Task to carry out: Rewrite the part that opens with the line containing "Would you be able to indicate the ceiling" and runs through the end of the records, replacing "ceiling fan blade" with "fan blade" and keeping everything else unchanged.

(begin)

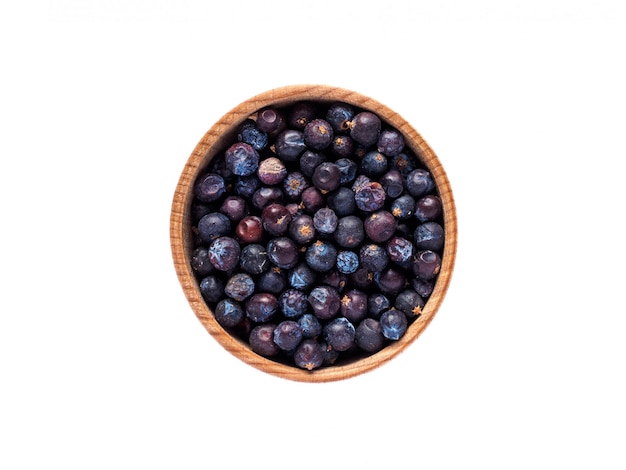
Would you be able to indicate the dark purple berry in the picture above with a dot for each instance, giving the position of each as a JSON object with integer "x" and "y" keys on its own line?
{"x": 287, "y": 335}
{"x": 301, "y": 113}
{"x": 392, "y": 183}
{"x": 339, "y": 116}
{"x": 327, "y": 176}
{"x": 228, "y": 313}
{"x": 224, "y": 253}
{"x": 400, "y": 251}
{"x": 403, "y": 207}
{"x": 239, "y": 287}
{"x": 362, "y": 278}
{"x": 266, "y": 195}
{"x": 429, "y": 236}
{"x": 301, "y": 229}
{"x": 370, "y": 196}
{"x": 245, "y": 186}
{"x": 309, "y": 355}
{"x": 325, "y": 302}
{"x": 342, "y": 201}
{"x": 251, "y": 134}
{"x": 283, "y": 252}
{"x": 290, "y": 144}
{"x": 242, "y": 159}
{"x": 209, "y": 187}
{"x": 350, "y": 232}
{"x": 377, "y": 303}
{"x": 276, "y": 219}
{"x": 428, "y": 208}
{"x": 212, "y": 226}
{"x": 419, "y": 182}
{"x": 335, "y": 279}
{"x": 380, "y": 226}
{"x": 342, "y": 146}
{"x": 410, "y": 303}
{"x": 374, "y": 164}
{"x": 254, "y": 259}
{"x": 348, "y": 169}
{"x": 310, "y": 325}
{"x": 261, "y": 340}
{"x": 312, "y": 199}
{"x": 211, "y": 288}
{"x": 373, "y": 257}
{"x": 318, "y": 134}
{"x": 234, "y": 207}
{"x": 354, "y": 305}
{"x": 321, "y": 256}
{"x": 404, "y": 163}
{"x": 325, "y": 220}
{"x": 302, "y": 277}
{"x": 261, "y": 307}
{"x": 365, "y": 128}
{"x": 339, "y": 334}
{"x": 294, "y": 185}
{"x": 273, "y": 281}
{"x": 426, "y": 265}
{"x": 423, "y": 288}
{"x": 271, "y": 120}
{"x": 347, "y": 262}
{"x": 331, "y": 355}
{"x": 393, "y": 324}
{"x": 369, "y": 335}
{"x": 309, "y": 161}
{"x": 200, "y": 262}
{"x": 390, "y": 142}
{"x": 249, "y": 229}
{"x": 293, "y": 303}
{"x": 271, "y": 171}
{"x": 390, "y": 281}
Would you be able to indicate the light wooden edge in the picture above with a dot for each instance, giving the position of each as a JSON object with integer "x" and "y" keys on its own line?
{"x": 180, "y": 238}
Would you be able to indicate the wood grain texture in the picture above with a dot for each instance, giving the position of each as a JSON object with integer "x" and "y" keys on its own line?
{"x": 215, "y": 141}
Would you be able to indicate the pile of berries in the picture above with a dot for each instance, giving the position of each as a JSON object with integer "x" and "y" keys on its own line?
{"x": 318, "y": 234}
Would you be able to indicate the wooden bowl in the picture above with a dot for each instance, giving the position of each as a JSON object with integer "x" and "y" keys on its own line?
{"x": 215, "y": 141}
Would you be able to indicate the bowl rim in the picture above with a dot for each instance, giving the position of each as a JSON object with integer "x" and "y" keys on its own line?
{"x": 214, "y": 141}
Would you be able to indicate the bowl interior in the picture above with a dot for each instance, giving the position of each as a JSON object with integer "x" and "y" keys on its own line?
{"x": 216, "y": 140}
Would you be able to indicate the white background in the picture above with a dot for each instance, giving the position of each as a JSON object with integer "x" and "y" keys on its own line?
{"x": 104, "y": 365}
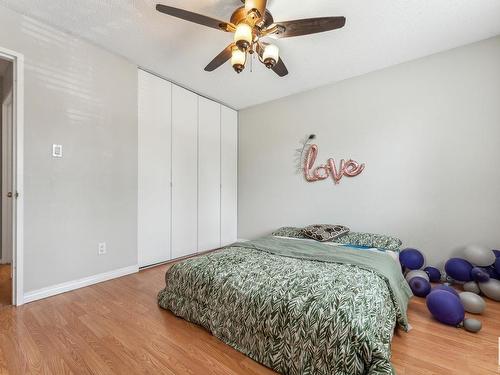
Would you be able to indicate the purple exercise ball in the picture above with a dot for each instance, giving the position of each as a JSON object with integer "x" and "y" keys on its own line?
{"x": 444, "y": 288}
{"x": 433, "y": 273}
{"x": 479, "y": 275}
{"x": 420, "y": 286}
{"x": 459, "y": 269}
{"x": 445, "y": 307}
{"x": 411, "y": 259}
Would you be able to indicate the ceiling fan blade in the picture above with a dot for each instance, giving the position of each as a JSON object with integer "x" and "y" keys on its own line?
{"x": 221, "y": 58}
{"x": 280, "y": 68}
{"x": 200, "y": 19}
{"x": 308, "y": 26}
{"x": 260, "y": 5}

(end)

Task output:
Would you be able to indicate the fan blade in the picture above with a dot for each instance, giving the position of each as a JSON object with integer "x" and "y" keys on its own line?
{"x": 221, "y": 58}
{"x": 280, "y": 68}
{"x": 200, "y": 19}
{"x": 308, "y": 26}
{"x": 260, "y": 5}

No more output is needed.